## Stated goal A
Translate this sentence from the exploratory testing reference into Spanish: "For each dimension, ask the listed questions and you'll surface test ideas you would have missed."
## Stated goal B
Continue the exploratory testing reference from where it stops.

## Source document
+++

On this page8 sections
ConceptsIntermediate6-8 min reference

Exploratory Testing Heuristics

Heuristics, tours, and prompts for finding bugs that scripted tests miss. Pull one off the shelf when you're staring at a feature and don't know where to start.

SFDPOT — San Francisco Depot

A Bach-and-Bolton coverage heuristic. For each dimension, ask the listed questions and you'll surface test ideas you would have missed.

Structure — what is it made of?

AskExamples
What components make up this feature?Front-end form, API, validation rules, DB tables, queue, worker
What files / modules does it touch?auth.ts, User.java, migration 0042_add_phone.sql
What database tables / collections?users, sessions, audit_log
What configuration files?app.yml, feature flags, environment variables
What third-party libraries?Stripe SDK, Auth0, AWS S3

Function — what does it do?

AskExamples
What can a user accomplish?Create account, reset password, upload avatar
What can the system do automatically?Send digest email, expire stale sessions, archive old data
What functions exist for admins / power users?Impersonate, export, bulk-delete
What's missing that should be here?"Forgot password" link, undo, confirmation dialog

Data — what does it process?

AskExamples
What inputs flow in?Form fields, query params, headers, file uploads
What outputs flow out?API responses, emails, downloads, audit log entries
What is stored, where, and for how long?Session token in cookie 30d, password hash in DB, image in S3
What states can the data be in?Draft, submitted, approved, rejected, archived
What types and ranges?Strings, ints, dates, JSON, files

Platform — what does it depend on?

AskExamples
Which browsers / OSes / devices?Chrome, Safari iOS, Edge, screen readers
Which downstream APIs?Payments, identity, search, email
Which infrastructure?Postgres, Redis, S3, queue, CDN
Network conditions?Offline, slow 3G, high-latency, IPv6, captive portal

Operations — how is it used in practice?

AskExamples
Install / first-run experience?Onboarding wizard, default settings, migration from old version
Updates and rollback?Zero-downtime deploys, schema migrations, feature flag rollback
Backups and recovery?Point-in-time restore, export/import, audit log retention
Monitoring and alerting?Error rates, latency SLOs, on-call playbook

Time — how does it behave over time?

AskExamples
Timeouts and waits?Session expiry, request timeout, retry-after, cron schedule
Aging data?Stale tokens, expired coupons, year-end rollovers, leap years
Concurrency?Two users editing the same record, race in checkout, double-click
Order of operations?Out-of-order webhooks, replayed events, late deliveries

RCRCRC — Regression Testing

Six lenses for choosing what to retest after a change. Useful when you can't run everything.

+++

## Items
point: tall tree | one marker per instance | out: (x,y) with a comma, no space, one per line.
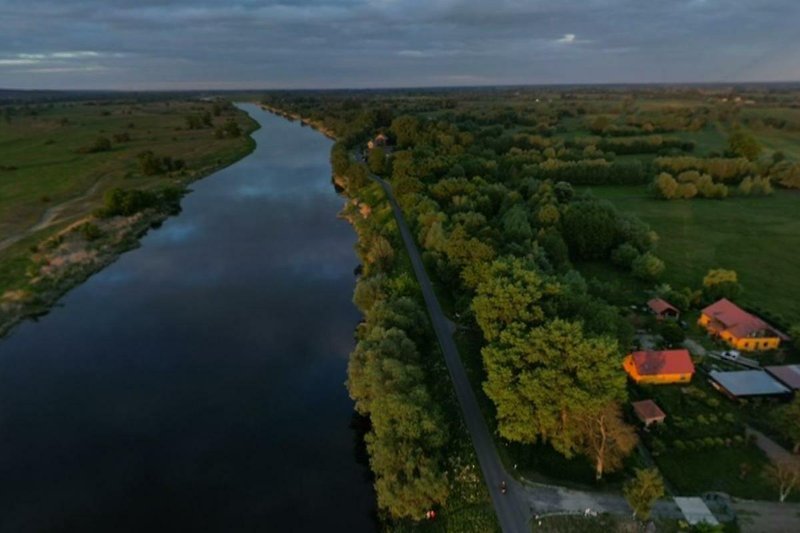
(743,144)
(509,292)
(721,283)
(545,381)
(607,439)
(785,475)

+++

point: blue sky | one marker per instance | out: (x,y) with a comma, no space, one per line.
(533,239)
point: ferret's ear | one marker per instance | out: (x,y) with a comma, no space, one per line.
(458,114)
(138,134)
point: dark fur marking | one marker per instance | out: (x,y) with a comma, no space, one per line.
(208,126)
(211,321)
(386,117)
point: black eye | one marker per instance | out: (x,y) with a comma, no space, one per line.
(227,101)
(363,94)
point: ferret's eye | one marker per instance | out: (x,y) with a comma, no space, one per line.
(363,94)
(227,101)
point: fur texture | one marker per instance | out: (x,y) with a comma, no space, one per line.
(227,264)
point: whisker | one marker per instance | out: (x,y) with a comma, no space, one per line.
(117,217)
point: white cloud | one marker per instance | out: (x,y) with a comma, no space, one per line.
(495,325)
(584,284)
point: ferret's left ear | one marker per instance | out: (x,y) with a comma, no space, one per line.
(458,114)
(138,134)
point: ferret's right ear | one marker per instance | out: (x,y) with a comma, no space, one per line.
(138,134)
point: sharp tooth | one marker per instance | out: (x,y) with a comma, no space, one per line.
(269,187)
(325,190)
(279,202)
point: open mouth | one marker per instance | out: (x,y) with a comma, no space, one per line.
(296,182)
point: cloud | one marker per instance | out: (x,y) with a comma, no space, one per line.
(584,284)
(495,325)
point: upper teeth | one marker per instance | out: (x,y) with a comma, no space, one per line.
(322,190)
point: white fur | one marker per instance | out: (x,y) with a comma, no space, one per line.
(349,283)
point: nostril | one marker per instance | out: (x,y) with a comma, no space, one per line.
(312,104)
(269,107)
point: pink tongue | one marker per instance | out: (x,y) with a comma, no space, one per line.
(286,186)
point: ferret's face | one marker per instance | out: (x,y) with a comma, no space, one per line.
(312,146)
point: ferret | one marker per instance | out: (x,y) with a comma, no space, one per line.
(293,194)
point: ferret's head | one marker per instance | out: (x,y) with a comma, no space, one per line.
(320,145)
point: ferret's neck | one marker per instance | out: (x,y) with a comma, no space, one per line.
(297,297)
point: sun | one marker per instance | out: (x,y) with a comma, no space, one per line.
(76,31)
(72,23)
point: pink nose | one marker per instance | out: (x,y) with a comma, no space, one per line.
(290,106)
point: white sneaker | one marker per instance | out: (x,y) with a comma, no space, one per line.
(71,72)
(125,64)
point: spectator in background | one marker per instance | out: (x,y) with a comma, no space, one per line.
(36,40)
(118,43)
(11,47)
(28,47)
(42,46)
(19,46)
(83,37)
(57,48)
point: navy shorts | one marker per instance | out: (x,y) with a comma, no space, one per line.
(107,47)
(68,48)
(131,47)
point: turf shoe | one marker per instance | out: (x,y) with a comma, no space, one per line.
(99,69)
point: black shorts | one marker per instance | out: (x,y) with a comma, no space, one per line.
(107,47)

+++

## Reply A
Para cada dimensión, haz las preguntas indicadas y descubrirás ideas de prueba que habrías pasado por alto.

## Reply B
LetterFocusWhat to look at
RecentRecently changedAreas touched in the last sprint or PR
CoreCritical functionsLogin, checkout, billing, search — the things users do every day
RiskyHigh-complexity / past-bug heavyMulti-step flows, integrations, payments, race conditions
ConfigurationSettings + environment-specificDifferent roles, locales, plans, OS, browser, device
RepairedRecently fixedVerify the fix and check for fresh regressions around it
ChronicPersistently flaky / buggyAreas that bite every release no matter what

FEW HICCUPPS — Consistency Heuristics

Bach and Kaner's consistency oracles. The product should be consistent with each of these — call out any divergence as a bug, observation, or question.

LetterConsistency with…Probe
FamiliarSimilar productsDoes it follow conventions a user already knows?
ExplainabilityA clear explanationCould you explain this behaviour to a customer with a straight face?
WorldRealityDoes it model real-world physics, money, dates, geography correctly?
HistoryPast versionsHas long-standing behaviour silently changed?
ImageBrand and reputationDoes this match the polish customers expect from us?
ComparableComparable productsHow does the closest competitor handle this case?
ClaimsMarketing and docsDo the screenshots, docs, and copy still match the product?
User expectationsWhat users expectIs the surprise factor low for the typical user?
PurposeStated purposeDoes this support the feature's reason for existing?
ProductItselfAre similar things in the app handled the same way internally?
StandardsApplicable standardsRFCs, W3C, WCAG, ISO — does it comply where required?

Touring Heuristics (James Whittaker)

Run a tour when you need a focused mode of exploration. Each tour has a different goal and yields different bugs.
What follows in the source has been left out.